═════ Entries shown ═════

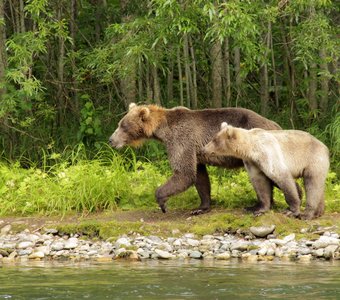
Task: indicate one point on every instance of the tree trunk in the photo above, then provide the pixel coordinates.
(140, 80)
(22, 16)
(60, 71)
(194, 75)
(128, 81)
(275, 83)
(170, 81)
(312, 87)
(148, 84)
(2, 49)
(180, 77)
(264, 81)
(227, 82)
(324, 81)
(237, 68)
(187, 69)
(290, 70)
(216, 73)
(73, 30)
(156, 86)
(264, 94)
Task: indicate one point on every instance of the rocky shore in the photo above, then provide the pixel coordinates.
(261, 244)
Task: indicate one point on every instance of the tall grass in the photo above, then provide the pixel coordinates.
(70, 182)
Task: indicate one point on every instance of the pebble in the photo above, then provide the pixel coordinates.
(262, 231)
(49, 244)
(6, 229)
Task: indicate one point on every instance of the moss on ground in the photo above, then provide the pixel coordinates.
(215, 222)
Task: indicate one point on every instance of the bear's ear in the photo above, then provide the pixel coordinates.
(144, 113)
(132, 105)
(224, 125)
(230, 132)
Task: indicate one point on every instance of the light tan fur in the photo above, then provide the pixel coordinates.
(282, 156)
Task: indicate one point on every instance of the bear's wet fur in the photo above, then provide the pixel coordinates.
(184, 133)
(281, 156)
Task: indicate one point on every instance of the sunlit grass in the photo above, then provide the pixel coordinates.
(113, 180)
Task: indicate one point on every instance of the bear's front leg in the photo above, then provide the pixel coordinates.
(176, 184)
(202, 185)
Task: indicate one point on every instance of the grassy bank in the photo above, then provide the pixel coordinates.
(113, 194)
(115, 181)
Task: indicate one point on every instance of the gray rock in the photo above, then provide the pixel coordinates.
(262, 251)
(319, 252)
(240, 245)
(51, 231)
(289, 238)
(23, 252)
(223, 256)
(71, 243)
(262, 231)
(195, 254)
(57, 246)
(163, 254)
(305, 258)
(24, 245)
(330, 251)
(193, 243)
(154, 240)
(325, 241)
(37, 254)
(122, 242)
(5, 230)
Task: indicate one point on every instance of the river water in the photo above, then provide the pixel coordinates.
(171, 280)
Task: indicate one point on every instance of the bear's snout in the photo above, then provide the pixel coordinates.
(207, 149)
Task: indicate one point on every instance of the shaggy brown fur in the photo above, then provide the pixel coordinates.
(184, 133)
(282, 156)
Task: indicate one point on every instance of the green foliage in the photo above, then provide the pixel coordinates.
(68, 182)
(90, 123)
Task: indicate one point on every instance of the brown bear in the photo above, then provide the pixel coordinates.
(281, 156)
(184, 133)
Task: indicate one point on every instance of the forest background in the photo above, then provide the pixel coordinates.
(70, 68)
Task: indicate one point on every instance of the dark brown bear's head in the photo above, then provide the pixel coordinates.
(136, 126)
(225, 142)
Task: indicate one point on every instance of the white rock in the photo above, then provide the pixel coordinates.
(319, 252)
(325, 241)
(330, 251)
(305, 258)
(177, 243)
(223, 256)
(262, 231)
(289, 238)
(71, 243)
(6, 229)
(121, 242)
(270, 251)
(193, 243)
(24, 245)
(37, 254)
(57, 246)
(263, 251)
(163, 254)
(240, 245)
(195, 254)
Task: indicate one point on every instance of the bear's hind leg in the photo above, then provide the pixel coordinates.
(202, 185)
(315, 202)
(289, 188)
(263, 187)
(176, 184)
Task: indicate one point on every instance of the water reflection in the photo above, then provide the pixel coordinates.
(171, 280)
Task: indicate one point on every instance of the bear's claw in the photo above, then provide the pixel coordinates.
(199, 211)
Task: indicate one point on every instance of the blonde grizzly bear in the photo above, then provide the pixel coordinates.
(184, 133)
(281, 156)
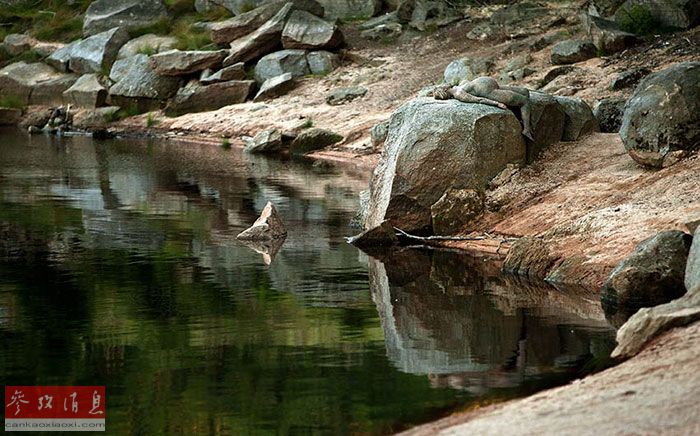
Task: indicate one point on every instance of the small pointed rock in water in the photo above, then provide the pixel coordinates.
(268, 226)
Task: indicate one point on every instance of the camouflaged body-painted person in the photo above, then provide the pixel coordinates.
(485, 90)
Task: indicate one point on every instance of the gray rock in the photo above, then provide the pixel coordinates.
(86, 92)
(692, 269)
(571, 51)
(135, 79)
(608, 112)
(94, 118)
(103, 15)
(434, 146)
(378, 133)
(464, 69)
(680, 14)
(180, 63)
(350, 9)
(223, 32)
(275, 86)
(199, 98)
(629, 78)
(266, 141)
(96, 53)
(10, 116)
(322, 62)
(285, 61)
(579, 120)
(653, 274)
(345, 95)
(147, 44)
(15, 43)
(455, 211)
(268, 226)
(313, 139)
(34, 83)
(529, 257)
(383, 32)
(382, 236)
(306, 31)
(547, 119)
(661, 122)
(234, 72)
(263, 40)
(606, 36)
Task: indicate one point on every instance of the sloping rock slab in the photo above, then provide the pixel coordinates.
(433, 146)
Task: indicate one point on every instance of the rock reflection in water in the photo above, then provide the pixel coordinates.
(454, 318)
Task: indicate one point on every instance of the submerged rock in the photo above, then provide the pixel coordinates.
(267, 227)
(661, 122)
(382, 236)
(434, 146)
(653, 274)
(102, 15)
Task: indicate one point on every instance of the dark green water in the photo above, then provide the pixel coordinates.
(119, 266)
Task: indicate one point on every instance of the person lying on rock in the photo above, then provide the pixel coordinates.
(485, 90)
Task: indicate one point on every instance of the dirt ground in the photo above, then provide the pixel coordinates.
(654, 393)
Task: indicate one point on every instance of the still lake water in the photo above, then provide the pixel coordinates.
(119, 267)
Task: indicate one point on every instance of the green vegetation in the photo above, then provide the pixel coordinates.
(11, 101)
(151, 120)
(52, 20)
(638, 20)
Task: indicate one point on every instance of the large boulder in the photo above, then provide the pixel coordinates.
(350, 9)
(199, 98)
(306, 31)
(547, 121)
(86, 92)
(223, 32)
(434, 146)
(662, 118)
(181, 63)
(34, 83)
(263, 40)
(579, 120)
(571, 51)
(94, 54)
(607, 36)
(136, 80)
(285, 61)
(103, 15)
(460, 70)
(680, 14)
(608, 112)
(653, 274)
(147, 44)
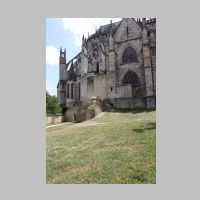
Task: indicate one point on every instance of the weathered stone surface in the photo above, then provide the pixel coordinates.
(99, 69)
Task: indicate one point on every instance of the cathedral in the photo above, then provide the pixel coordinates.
(116, 64)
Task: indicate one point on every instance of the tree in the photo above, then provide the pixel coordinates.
(52, 105)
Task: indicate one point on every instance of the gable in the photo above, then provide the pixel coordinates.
(128, 29)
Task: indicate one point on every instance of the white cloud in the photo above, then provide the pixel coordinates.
(80, 26)
(52, 55)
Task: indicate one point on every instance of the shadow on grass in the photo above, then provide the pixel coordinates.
(148, 126)
(135, 110)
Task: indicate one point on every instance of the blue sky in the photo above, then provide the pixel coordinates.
(66, 33)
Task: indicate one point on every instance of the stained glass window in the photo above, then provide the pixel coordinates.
(129, 56)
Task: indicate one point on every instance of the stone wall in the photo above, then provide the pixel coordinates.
(129, 103)
(50, 119)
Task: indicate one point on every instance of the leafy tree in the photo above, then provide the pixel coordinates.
(52, 105)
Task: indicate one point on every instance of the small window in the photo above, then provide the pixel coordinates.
(129, 56)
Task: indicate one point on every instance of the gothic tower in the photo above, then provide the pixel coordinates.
(111, 75)
(62, 68)
(150, 100)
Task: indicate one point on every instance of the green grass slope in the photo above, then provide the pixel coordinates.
(115, 147)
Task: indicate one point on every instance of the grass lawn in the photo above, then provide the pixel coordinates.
(115, 147)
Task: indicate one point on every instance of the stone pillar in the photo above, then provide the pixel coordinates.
(150, 99)
(111, 74)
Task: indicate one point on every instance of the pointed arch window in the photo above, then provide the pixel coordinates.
(72, 90)
(131, 78)
(129, 56)
(68, 90)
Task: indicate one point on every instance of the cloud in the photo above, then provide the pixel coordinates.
(80, 26)
(52, 55)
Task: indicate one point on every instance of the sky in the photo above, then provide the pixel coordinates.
(66, 33)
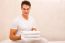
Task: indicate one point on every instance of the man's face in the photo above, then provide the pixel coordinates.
(25, 10)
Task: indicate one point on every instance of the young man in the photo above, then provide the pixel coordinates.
(22, 23)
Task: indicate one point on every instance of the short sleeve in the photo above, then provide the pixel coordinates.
(13, 25)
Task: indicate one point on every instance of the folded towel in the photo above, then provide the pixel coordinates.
(31, 36)
(30, 32)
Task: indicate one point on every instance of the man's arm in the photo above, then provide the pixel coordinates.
(13, 36)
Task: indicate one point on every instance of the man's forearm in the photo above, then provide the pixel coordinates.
(14, 37)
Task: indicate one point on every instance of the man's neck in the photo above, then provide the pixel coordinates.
(25, 17)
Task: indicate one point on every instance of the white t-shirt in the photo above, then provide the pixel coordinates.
(23, 25)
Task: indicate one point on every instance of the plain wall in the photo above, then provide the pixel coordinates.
(49, 15)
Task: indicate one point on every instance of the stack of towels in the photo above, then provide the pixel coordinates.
(31, 35)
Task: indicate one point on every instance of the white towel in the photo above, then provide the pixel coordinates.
(30, 34)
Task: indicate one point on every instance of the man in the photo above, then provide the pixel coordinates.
(23, 23)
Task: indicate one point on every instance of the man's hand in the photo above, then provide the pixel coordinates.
(13, 36)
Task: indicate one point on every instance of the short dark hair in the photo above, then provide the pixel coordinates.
(26, 3)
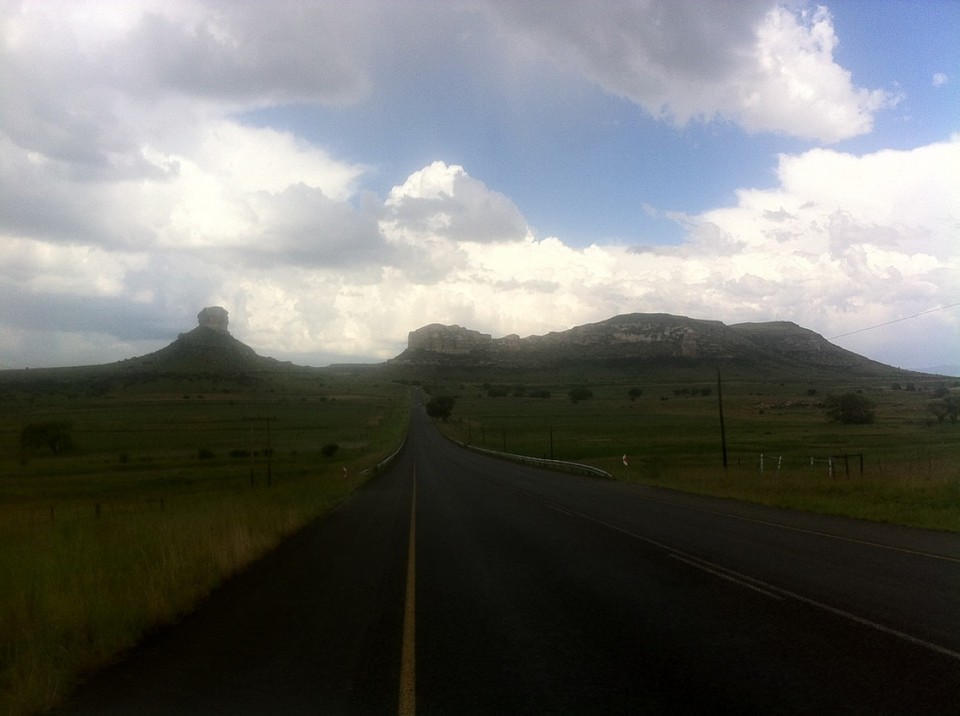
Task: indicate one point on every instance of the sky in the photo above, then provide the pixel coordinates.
(337, 174)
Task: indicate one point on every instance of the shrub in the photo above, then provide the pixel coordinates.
(440, 406)
(850, 409)
(53, 435)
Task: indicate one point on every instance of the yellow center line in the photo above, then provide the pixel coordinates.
(408, 671)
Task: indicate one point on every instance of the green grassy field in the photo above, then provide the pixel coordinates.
(169, 489)
(670, 435)
(175, 483)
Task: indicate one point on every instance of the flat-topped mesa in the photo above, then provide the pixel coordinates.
(449, 340)
(214, 317)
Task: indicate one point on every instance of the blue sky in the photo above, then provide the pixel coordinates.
(338, 174)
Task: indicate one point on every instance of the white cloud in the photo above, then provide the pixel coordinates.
(755, 63)
(131, 195)
(829, 247)
(444, 201)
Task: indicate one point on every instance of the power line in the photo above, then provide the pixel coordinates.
(896, 320)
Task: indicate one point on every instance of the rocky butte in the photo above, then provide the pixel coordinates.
(653, 337)
(215, 317)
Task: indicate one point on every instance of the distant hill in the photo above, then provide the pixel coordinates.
(202, 350)
(641, 338)
(206, 351)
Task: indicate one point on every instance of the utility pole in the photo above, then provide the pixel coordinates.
(723, 432)
(269, 447)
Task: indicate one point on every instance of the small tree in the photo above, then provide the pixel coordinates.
(440, 406)
(850, 409)
(939, 409)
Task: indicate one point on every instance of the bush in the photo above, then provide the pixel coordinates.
(440, 406)
(53, 435)
(850, 409)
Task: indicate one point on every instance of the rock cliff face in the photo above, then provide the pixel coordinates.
(449, 340)
(642, 336)
(214, 317)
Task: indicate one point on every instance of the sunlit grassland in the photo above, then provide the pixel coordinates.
(671, 437)
(165, 495)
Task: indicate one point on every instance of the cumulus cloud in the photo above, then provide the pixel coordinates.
(132, 193)
(765, 67)
(444, 201)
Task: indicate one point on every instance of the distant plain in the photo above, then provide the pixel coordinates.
(175, 482)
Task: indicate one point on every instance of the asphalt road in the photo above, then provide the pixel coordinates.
(455, 583)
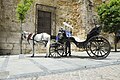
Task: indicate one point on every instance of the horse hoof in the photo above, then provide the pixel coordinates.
(45, 56)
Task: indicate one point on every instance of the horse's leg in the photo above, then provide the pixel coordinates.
(47, 48)
(32, 46)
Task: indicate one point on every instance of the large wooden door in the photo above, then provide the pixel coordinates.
(44, 22)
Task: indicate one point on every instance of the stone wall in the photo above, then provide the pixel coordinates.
(78, 13)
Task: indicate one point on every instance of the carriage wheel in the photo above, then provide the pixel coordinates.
(98, 47)
(56, 51)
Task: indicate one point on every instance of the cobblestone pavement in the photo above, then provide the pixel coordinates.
(103, 73)
(77, 67)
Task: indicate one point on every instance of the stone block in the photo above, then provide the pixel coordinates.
(6, 46)
(4, 74)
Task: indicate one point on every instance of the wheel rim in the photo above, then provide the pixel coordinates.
(98, 47)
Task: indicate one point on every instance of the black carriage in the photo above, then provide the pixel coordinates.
(96, 46)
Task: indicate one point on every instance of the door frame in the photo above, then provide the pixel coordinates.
(50, 9)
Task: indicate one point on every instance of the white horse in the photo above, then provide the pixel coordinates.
(33, 38)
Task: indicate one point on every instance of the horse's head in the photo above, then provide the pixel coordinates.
(25, 35)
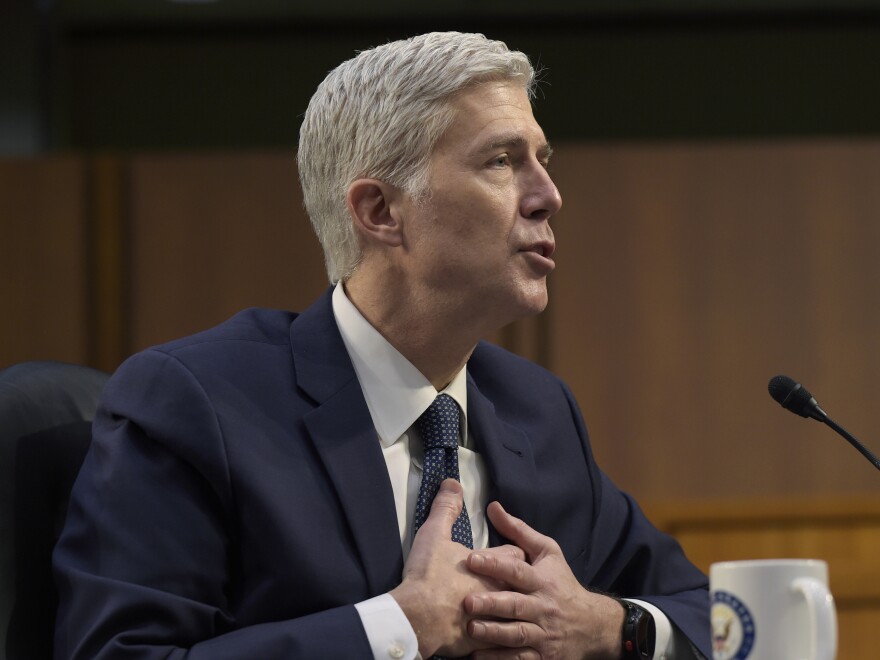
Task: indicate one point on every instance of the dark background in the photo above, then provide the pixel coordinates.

═════

▶ [Task details] Beginning at the line that holds "Task: indicate one point on every instance of the horse hoof" and ending with the last line of the entries, please set down each line exactly, leaving every picture out.

▶ [Reply]
Task: indicate one point on every instance of the horse hoof in the photo above, then provide the pixel coordinates.
(45, 56)
Task: indicate one point on every instance of the horse's leg in the photo above, then provide the pixel coordinates.
(47, 48)
(32, 46)
Task: indicate one point on every instance of the large wooden door in the photo above, then provide the pixel coordinates.
(44, 22)
Task: indicate one point on every instance of the stone wall in the photo above, then provide the pixel coordinates.
(78, 13)
Task: indicate one point on every instance of the carriage wheel in the photo above, then provide the pixel coordinates.
(98, 47)
(56, 51)
Task: indicate one point on every instance of the cobblestone pavement in the photo above, then provide the pixel coordinates.
(103, 73)
(77, 67)
Task: indicate one point on every instance of the stone block in the photo above, then provide the pixel coordinates.
(6, 46)
(4, 74)
Task: indicate one point on every instance of the wheel rim in the photo above, then provide the pixel coordinates.
(98, 47)
Task: indicate one point on every instance of the black carriage in the photo above, then provide the pixel coordinates.
(96, 46)
Task: indicate one point on every instance of the door frame in the photo above, then provide the pixel coordinates.
(50, 9)
Task: indicate one point on every instance of the white horse in the photo above, then provide the pixel coordinates.
(33, 38)
Task: indicate one point on every instance of the horse's head in the photo above, then provide the pixel coordinates.
(25, 35)
Task: indicate one point on every instance of the dark background in the photo above, then provide the pixel coordinates.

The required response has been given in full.